Pull every "training" line out of the data below.

> [Records from a dataset]
▼

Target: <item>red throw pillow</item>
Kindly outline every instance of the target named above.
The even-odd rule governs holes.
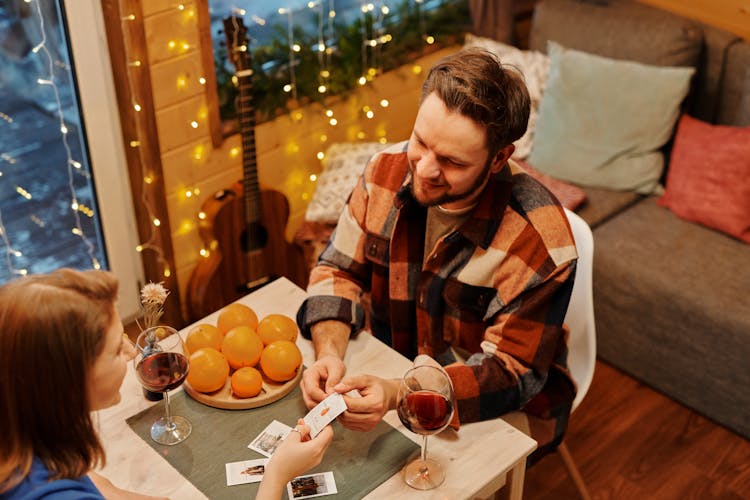
[[[680,118],[659,205],[750,243],[750,127]]]

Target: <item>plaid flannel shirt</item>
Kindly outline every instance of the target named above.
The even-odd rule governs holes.
[[[410,359],[448,364],[460,422],[522,409],[540,444],[561,439],[575,395],[563,318],[577,259],[563,208],[508,164],[468,220],[424,256],[427,210],[410,182],[406,143],[368,162],[311,272],[303,335],[325,319],[356,334],[370,292],[376,337]],[[471,356],[450,363],[455,351]]]

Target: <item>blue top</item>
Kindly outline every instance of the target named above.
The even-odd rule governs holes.
[[[87,475],[78,479],[49,481],[50,471],[44,462],[34,457],[31,470],[18,486],[0,495],[2,500],[104,500]]]

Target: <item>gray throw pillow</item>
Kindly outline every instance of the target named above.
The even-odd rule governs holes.
[[[650,66],[550,41],[528,162],[584,186],[653,193],[694,68]]]

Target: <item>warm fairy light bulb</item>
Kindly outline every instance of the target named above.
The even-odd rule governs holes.
[[[328,90],[328,89],[326,88],[325,85],[318,85],[318,93],[325,94],[326,90]]]
[[[190,122],[190,126],[193,127],[193,128],[198,128],[198,122],[195,121],[195,120],[193,120],[193,121]]]
[[[326,142],[328,140],[328,136],[325,134],[320,134],[320,142]]]
[[[198,253],[201,255],[201,257],[208,257],[209,255],[211,255],[211,252],[209,252],[207,248],[201,248]]]
[[[200,83],[201,85],[205,85],[206,84],[206,77],[202,76],[202,77],[198,78],[198,83]]]
[[[382,7],[380,7],[380,12],[387,15],[390,12],[390,9],[387,5],[383,5]]]
[[[292,120],[294,120],[295,122],[302,120],[302,111],[295,111],[292,114]]]
[[[138,142],[138,141],[130,141],[130,147],[131,148],[137,148],[140,145],[141,145],[141,143]]]
[[[164,277],[165,278],[169,278],[170,276],[172,276],[172,271],[170,271],[168,267],[165,267],[164,268]]]
[[[330,17],[330,18],[336,17],[336,11],[335,10],[328,11],[328,17]]]
[[[13,255],[15,255],[16,257],[23,257],[23,253],[18,250],[13,250]]]
[[[193,189],[193,195],[198,196],[199,194],[201,194],[200,188]]]
[[[135,247],[135,251],[138,252],[138,253],[142,252],[143,251],[143,245],[137,245]]]
[[[287,83],[284,85],[284,92],[291,92],[292,91],[292,85]]]
[[[330,120],[328,120],[328,123],[335,127],[339,123],[339,121],[336,118],[331,118]]]
[[[360,85],[364,85],[365,83],[367,83],[367,78],[364,76],[360,76],[359,79],[357,80],[357,83]]]
[[[326,51],[326,44],[324,44],[324,43],[321,42],[321,43],[319,43],[317,45],[317,48],[318,48],[318,52],[325,52]]]
[[[387,139],[387,138],[385,138],[385,137],[381,137],[380,139],[378,139],[378,142],[379,142],[380,144],[385,144],[385,143],[387,143],[387,142],[388,142],[388,139]]]
[[[167,47],[169,47],[170,49],[173,49],[173,48],[175,48],[176,46],[177,46],[177,42],[175,42],[174,40],[170,40],[170,41],[169,41],[169,42],[167,43]]]
[[[192,198],[192,197],[193,197],[193,192],[191,190],[189,190],[189,189],[186,189],[185,190],[185,198]]]
[[[427,42],[428,45],[432,45],[433,43],[435,43],[435,37],[432,35],[427,35],[424,41]]]
[[[124,21],[135,21],[135,14],[130,14],[125,17],[123,17]]]
[[[380,100],[380,107],[381,108],[387,108],[390,102],[388,102],[388,99],[381,99]]]
[[[206,148],[203,146],[203,144],[198,144],[193,148],[193,159],[195,161],[200,161],[203,159],[203,155],[206,151]]]
[[[64,135],[68,133],[68,127],[65,125],[60,125],[60,132]]]
[[[362,139],[364,139],[365,137],[367,137],[367,134],[365,134],[365,133],[364,133],[364,132],[362,132],[361,130],[360,130],[359,132],[357,132],[357,139],[359,139],[360,141],[361,141]]]
[[[237,146],[229,150],[230,157],[237,158],[239,155],[240,155],[240,148],[238,148]]]
[[[154,179],[150,175],[147,175],[143,178],[143,182],[145,182],[146,184],[151,184],[152,182],[154,182]]]
[[[17,272],[18,274],[20,274],[21,276],[26,276],[27,274],[29,274],[29,270],[28,270],[28,269],[19,269],[19,270],[18,270],[18,271],[16,271],[16,272]]]
[[[136,111],[140,111],[141,110],[141,105],[138,104],[138,103],[135,103],[135,104],[133,104],[133,109],[136,110]]]
[[[420,66],[419,64],[415,64],[414,66],[411,67],[411,72],[414,73],[415,75],[421,74],[422,66]]]
[[[371,120],[371,119],[372,119],[372,117],[373,117],[373,116],[375,116],[375,113],[374,113],[374,112],[373,112],[372,110],[369,110],[369,111],[367,111],[367,112],[365,113],[365,116],[366,116],[366,117],[367,117],[368,119],[370,119],[370,120]]]
[[[96,257],[94,257],[93,263],[94,263],[94,269],[101,269],[102,268],[102,265],[99,264],[99,261],[96,260]]]
[[[329,78],[331,76],[331,72],[327,69],[321,70],[320,76],[322,76],[323,78]]]
[[[198,218],[200,220],[206,220],[206,212],[198,212]]]
[[[302,50],[302,47],[300,47],[298,43],[295,43],[294,45],[292,45],[292,50],[295,52],[299,52],[300,50]]]
[[[278,10],[277,12],[278,12],[279,14],[286,14],[286,13],[287,13],[287,12],[289,12],[289,11],[288,11],[288,10],[286,10],[286,9],[285,9],[284,7],[281,7],[281,8],[280,8],[280,9],[279,9],[279,10]]]
[[[317,181],[317,180],[318,180],[318,176],[317,176],[316,174],[310,174],[310,180],[311,180],[312,182],[315,182],[315,181]]]
[[[74,201],[73,203],[70,204],[70,208],[72,208],[73,210],[78,210],[78,203]]]
[[[318,160],[322,160],[326,157],[326,154],[323,151],[318,151],[318,154],[316,154],[315,156],[318,157]]]
[[[178,5],[177,10],[185,10],[185,5],[184,4]]]
[[[182,42],[182,50],[190,50],[190,44],[187,42]]]
[[[141,61],[138,60],[138,59],[136,59],[135,61],[133,61],[133,62],[131,62],[129,64],[130,64],[130,66],[135,66],[136,68],[138,68],[141,65]]]
[[[71,233],[75,234],[76,236],[81,236],[83,234],[83,231],[81,231],[79,228],[74,227],[70,230]]]
[[[332,117],[333,116],[333,110],[332,109],[326,109],[326,116],[328,118]]]
[[[151,222],[153,222],[154,226],[156,226],[156,227],[161,226],[161,221],[159,219],[157,219],[156,217],[154,217],[154,220],[151,221]]]
[[[68,163],[70,163],[73,168],[81,168],[81,162],[70,160]]]
[[[177,77],[177,88],[184,89],[187,86],[187,78],[183,75]]]

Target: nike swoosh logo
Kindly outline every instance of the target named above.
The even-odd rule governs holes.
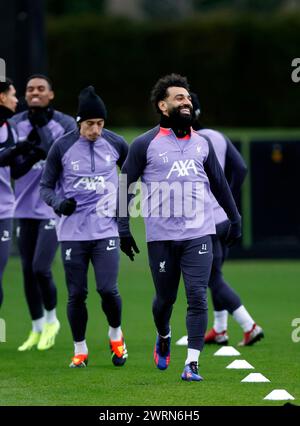
[[[114,249],[116,249],[117,247],[106,247],[106,250],[107,251],[109,251],[109,250],[114,250]]]
[[[71,164],[78,164],[80,160],[77,161],[71,161]]]
[[[45,225],[45,228],[44,229],[46,229],[47,231],[48,230],[51,230],[51,229],[54,229],[55,228],[55,226],[53,225],[53,226],[49,226],[49,225]]]
[[[166,151],[166,152],[162,152],[162,153],[160,153],[160,154],[158,154],[160,157],[162,157],[163,155],[166,155],[166,154],[168,154],[168,151]]]
[[[10,241],[10,239],[11,239],[10,237],[2,237],[1,241],[5,243],[5,241]]]
[[[205,253],[209,253],[208,251],[201,251],[199,250],[199,254],[205,254]]]

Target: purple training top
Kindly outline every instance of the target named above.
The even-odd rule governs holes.
[[[198,131],[200,135],[207,136],[215,150],[217,159],[225,171],[225,176],[229,183],[232,195],[235,200],[239,196],[242,183],[247,174],[247,166],[234,145],[222,133],[212,129],[201,129]],[[212,195],[215,223],[227,220],[227,214]]]
[[[209,138],[194,130],[183,139],[160,126],[141,135],[130,146],[122,174],[127,176],[127,183],[125,188],[121,182],[121,198],[139,177],[144,185],[147,241],[190,240],[215,234],[211,190],[232,222],[240,218]],[[162,183],[170,189],[169,196],[161,186],[158,188]],[[194,208],[186,208],[185,203]],[[168,208],[166,217],[163,212]],[[130,235],[129,218],[119,217],[118,222],[120,236]]]
[[[0,152],[16,143],[16,138],[17,135],[9,124],[0,126]],[[15,196],[10,181],[10,167],[0,167],[0,219],[10,219],[14,215]]]
[[[41,179],[43,200],[58,211],[65,198],[75,198],[77,207],[57,224],[59,241],[90,241],[118,237],[115,215],[118,190],[117,165],[121,167],[128,152],[125,140],[103,129],[95,142],[73,131],[51,147]],[[63,196],[55,192],[59,182]],[[107,198],[114,200],[112,217],[99,217],[97,208]]]

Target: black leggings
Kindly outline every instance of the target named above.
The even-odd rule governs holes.
[[[118,290],[119,238],[94,241],[63,241],[62,261],[68,287],[67,315],[74,342],[85,339],[88,321],[88,267],[92,263],[102,310],[111,327],[121,325],[122,301]]]
[[[18,246],[20,250],[25,297],[31,319],[44,315],[44,308],[56,307],[56,287],[51,265],[58,247],[55,221],[19,219]]]
[[[216,235],[212,235],[213,263],[208,286],[211,291],[215,311],[227,310],[232,314],[242,305],[240,297],[224,281],[222,267],[227,256],[227,247],[224,243],[229,228],[229,221],[217,225]]]
[[[0,307],[3,302],[2,277],[8,261],[12,238],[12,219],[0,219]]]
[[[182,273],[187,298],[188,347],[202,350],[207,327],[207,283],[212,263],[210,236],[186,241],[148,243],[149,263],[155,285],[153,317],[158,333],[168,334]]]

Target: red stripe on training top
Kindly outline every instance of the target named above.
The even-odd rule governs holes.
[[[155,139],[161,138],[163,136],[169,136],[171,134],[171,129],[166,129],[165,127],[160,127],[159,132],[155,136]]]
[[[192,128],[191,128],[191,131],[194,132],[194,130]],[[153,140],[161,138],[163,136],[169,136],[171,133],[172,133],[171,129],[167,129],[166,127],[160,127],[159,132],[157,133],[157,135],[155,136],[155,138]],[[186,135],[183,138],[177,138],[177,139],[184,141],[184,140],[190,139],[190,137],[191,137],[191,135]]]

▲

> [Solution for this task]
Target: purple training top
Target: red stripe on training top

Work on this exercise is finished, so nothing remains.